Work to complete » In the answer, each line must appear exactly as in the records, and no picture may appear.

Data section »
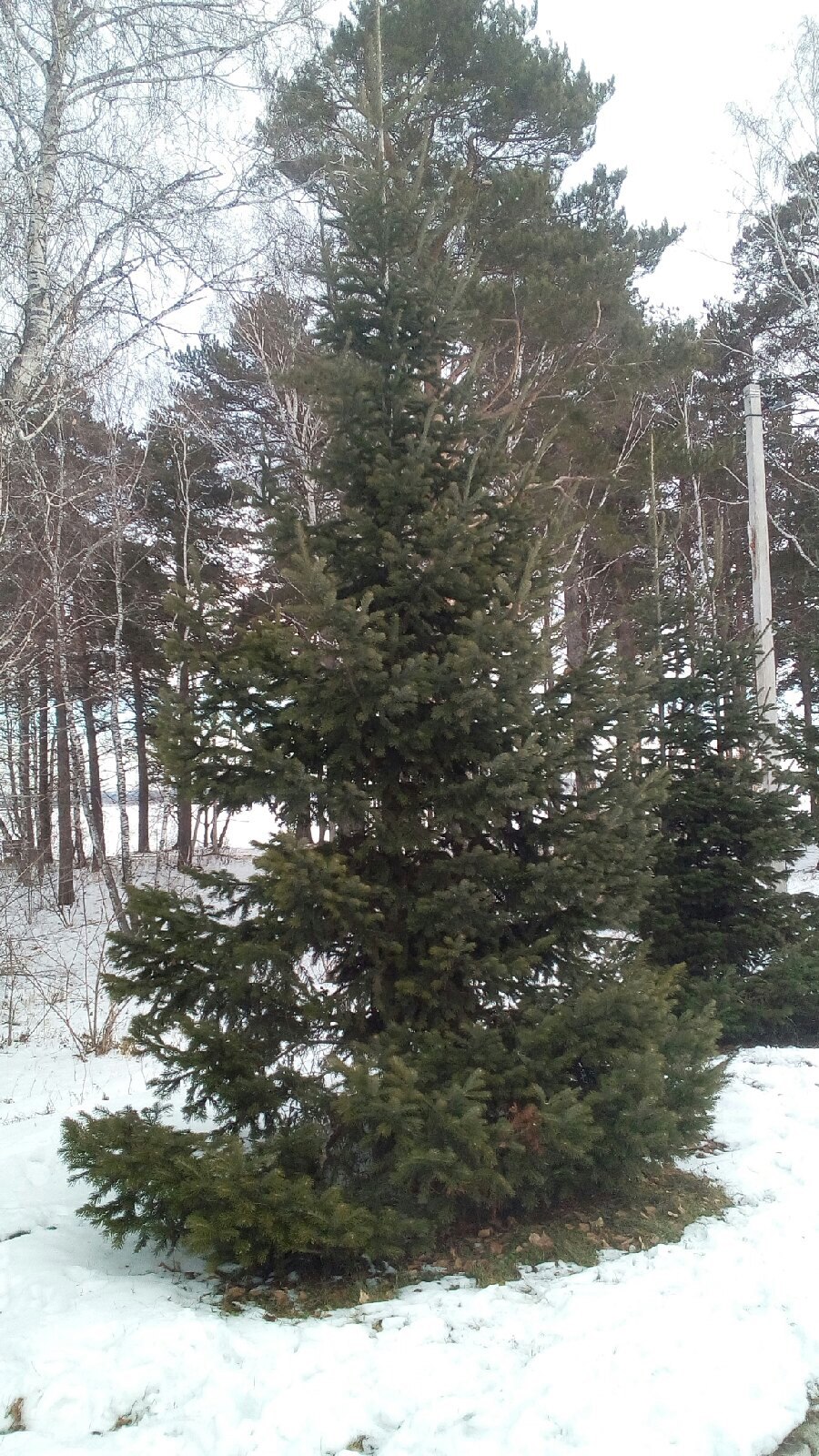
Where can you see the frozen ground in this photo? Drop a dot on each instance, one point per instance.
(703, 1349)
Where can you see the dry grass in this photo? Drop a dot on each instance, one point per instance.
(654, 1210)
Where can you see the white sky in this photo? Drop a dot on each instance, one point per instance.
(676, 66)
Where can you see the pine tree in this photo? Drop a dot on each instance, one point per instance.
(407, 1016)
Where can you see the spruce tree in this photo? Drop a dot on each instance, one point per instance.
(407, 1016)
(719, 902)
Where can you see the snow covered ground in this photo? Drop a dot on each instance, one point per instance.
(702, 1349)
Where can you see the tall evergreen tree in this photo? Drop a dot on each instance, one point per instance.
(407, 1016)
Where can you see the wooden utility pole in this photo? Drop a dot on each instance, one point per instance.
(760, 561)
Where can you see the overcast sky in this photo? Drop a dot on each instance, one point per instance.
(676, 66)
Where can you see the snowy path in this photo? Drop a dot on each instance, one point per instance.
(703, 1349)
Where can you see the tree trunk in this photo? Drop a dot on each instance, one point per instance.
(143, 844)
(116, 728)
(576, 650)
(807, 717)
(14, 795)
(184, 803)
(44, 851)
(95, 786)
(24, 693)
(76, 812)
(65, 829)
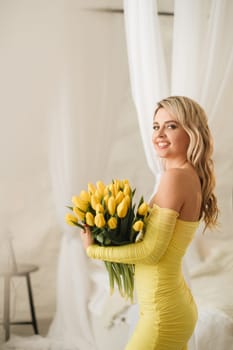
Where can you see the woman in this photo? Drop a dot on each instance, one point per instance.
(168, 313)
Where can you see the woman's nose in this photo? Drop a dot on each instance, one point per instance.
(161, 132)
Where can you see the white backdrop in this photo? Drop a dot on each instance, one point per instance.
(68, 118)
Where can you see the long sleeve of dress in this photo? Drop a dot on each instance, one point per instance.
(159, 229)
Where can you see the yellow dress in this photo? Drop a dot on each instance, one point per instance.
(168, 313)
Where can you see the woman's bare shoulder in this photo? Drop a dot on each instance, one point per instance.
(174, 186)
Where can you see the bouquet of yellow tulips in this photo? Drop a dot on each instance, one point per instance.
(113, 219)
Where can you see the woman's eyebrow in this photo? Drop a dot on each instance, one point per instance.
(168, 121)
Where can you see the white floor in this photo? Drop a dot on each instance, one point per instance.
(108, 337)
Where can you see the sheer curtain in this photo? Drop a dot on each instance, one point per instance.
(201, 68)
(83, 117)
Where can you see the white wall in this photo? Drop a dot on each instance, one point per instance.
(38, 39)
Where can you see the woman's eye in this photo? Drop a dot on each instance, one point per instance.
(171, 126)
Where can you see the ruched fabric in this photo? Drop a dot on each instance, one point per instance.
(167, 311)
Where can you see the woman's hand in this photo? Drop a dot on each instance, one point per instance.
(86, 237)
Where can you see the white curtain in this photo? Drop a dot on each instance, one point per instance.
(201, 68)
(83, 122)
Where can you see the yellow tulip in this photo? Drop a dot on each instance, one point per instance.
(106, 198)
(91, 188)
(100, 187)
(81, 204)
(127, 189)
(94, 201)
(112, 189)
(119, 197)
(89, 219)
(125, 181)
(122, 209)
(85, 196)
(98, 195)
(143, 209)
(127, 200)
(99, 208)
(117, 184)
(138, 225)
(70, 219)
(99, 220)
(112, 223)
(111, 205)
(79, 213)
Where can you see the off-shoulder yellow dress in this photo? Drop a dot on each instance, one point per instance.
(168, 313)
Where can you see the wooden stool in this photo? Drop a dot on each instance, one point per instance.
(22, 270)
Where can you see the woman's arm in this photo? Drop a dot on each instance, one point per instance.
(159, 230)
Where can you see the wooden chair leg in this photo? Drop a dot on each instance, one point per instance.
(6, 312)
(33, 314)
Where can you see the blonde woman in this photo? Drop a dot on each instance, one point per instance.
(168, 313)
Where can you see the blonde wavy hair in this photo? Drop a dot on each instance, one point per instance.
(193, 119)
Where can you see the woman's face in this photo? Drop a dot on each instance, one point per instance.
(170, 140)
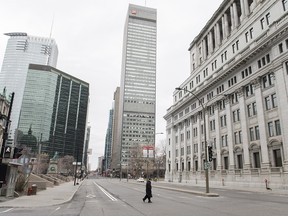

Result »
Where can you see the frozen ground in this photo? Drop a dot on each instance, one point per instance.
(703, 1349)
Where can you see the dry grass in this photo? Drop a dot on each instance, one point per instance.
(654, 1210)
Where can you see the white sky in this photo? Drop a dot on each instance, one point per instance.
(676, 66)
Where can you see the pine tree in this photo? Drop a dot on each instance, one point per instance.
(407, 1016)
Where can you see the spruce tree in this photo? Drop a dot on each instance, one point per instance.
(407, 1016)
(719, 902)
Where can you see the snow covered ground in this photo? Drop a dot on each instance, one point per instance.
(702, 1349)
Where can you see the tall evergreen tree in this photo? Drop a dot on each instance, one point per instance.
(407, 1016)
Where can you see the wooden utility pole in this photo? Drop a dot on each instance, one point per instance.
(760, 561)
Where can you see the overcast sky in this photo? Drop a dot on each instance, one point per instance.
(676, 66)
Where can you see the snowy path in this photo? Drop a dot on each instance, one point per instance.
(703, 1349)
Where can you see the tree trunk in this photo? Drop a dot on each instance, one point per instance.
(143, 844)
(116, 728)
(576, 650)
(807, 717)
(14, 795)
(184, 803)
(44, 851)
(95, 786)
(24, 693)
(76, 812)
(65, 829)
Where can you see the woman in this photo? Drop a dot on each instance, one point per instance.
(168, 313)
Where can you see the woman's nose in this photo? Drop a dot on each instance, one point per instance.
(161, 132)
Where can you see the white backdrop in this photo? Drop a dot on each instance, one point per instance.
(68, 118)
Where can you see the long sleeve of dress in this photo? Drop a dot on each instance, one point per instance.
(159, 229)
Where can you see the yellow dress in this photo? Drop a dot on each instance, one point per instance.
(168, 313)
Where can you see the woman's bare shoulder in this photo? Drop a dot on each instance, one point per instance.
(174, 186)
Where can you see the bouquet of yellow tulips in this photo? Drop a dot on each instance, one point per instance.
(113, 219)
Where can you see the woman's eyebrow in this photo? Drop a dot on each instance, one point per instance.
(168, 121)
Where can you see the white floor in this photo? Drop a dot on each instance, one point per instance.
(108, 337)
Where can you see the sheer curtain in this photo? Drop a dot on each instance, one point per instance.
(201, 68)
(83, 117)
Where can you see the white wall in this photo? Drop a dot on each instance, one point per instance.
(38, 39)
Where can you see the woman's eye in this photo? Drop a dot on each instance, one point per instance.
(171, 126)
Where can you see the ruched fabric in this photo? Drop a dot on each instance, one point per instance.
(167, 311)
Where can you see the woman's hand in this photo? Drop a dot on each instance, one point per instance.
(86, 237)
Where can you see the white curtain in this photo? Drop a dot on each instance, one point per instance.
(201, 68)
(83, 122)
Where can you see the yellow tulip in this photo? Drop a dot on each instance, one point per instance.
(106, 198)
(91, 188)
(100, 187)
(81, 204)
(127, 189)
(94, 201)
(112, 189)
(119, 197)
(89, 219)
(125, 181)
(122, 209)
(85, 196)
(98, 195)
(143, 209)
(127, 200)
(99, 208)
(117, 184)
(138, 225)
(70, 219)
(99, 220)
(112, 223)
(111, 205)
(79, 213)
Where can you see the off-shoulder yellow dress in this photo? Drop a dot on each instance, one point per instance.
(168, 313)
Where can you see the wooden stool in this photo? Drop a dot on each instance, one point per instance.
(22, 270)
Where can you see the woman's arm in this photo? Drop a dot on each instance, one point per instance.
(159, 230)
Where can you see the wooden chair leg in this photo? Drop a dot on each instance, one point per instance.
(6, 312)
(33, 314)
Where can you see the blonde woman in this photo? Drop a dot on each instance, one point per instance.
(168, 313)
Where can you see the blonde wavy hair in this photo? Drop a dot on each instance, one point per instance.
(193, 119)
Where can you see the woman's face in this photo? Drop a dot on each instance, one point per instance.
(170, 140)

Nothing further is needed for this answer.